* _Provided material_:
= = = =
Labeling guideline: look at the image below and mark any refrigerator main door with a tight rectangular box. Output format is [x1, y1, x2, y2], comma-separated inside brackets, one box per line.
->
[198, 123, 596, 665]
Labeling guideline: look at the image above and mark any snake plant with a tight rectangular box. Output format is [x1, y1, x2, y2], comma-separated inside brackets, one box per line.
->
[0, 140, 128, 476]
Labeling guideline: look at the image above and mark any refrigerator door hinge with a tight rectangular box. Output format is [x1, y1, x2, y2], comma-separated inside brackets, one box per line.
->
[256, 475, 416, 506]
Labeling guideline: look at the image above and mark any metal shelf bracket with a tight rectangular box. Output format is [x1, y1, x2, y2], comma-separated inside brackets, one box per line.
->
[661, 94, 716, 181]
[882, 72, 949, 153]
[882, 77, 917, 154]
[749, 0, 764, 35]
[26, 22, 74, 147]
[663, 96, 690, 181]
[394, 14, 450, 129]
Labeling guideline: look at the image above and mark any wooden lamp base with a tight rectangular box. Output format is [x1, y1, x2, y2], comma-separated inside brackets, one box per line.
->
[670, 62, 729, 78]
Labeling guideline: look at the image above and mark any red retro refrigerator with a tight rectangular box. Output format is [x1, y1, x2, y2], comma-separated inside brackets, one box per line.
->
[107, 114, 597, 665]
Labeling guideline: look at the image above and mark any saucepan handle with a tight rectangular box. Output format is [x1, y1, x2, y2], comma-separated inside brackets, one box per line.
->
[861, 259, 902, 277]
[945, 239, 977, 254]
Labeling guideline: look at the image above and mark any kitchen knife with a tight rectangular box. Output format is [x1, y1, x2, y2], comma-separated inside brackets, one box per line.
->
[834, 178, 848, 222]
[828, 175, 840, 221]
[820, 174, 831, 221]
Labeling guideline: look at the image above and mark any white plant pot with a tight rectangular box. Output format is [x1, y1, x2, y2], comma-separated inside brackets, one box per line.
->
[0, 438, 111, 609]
= = = =
* _What the task requires_: Search the material for the word "door" and copy every matching line.

* _Answer for the task_:
Labeling guideline: look at the image below and mark any refrigerator main door with a tight rectangular box. Output format is [x1, y1, x2, y2], comma-separated inside brackets, one box per line.
Labeling guideline: look at the image above and mark any refrigerator door hinge with a tight rectangular box. Output format is [x1, y1, x2, y2], comma-separated inside brackets, one box per line.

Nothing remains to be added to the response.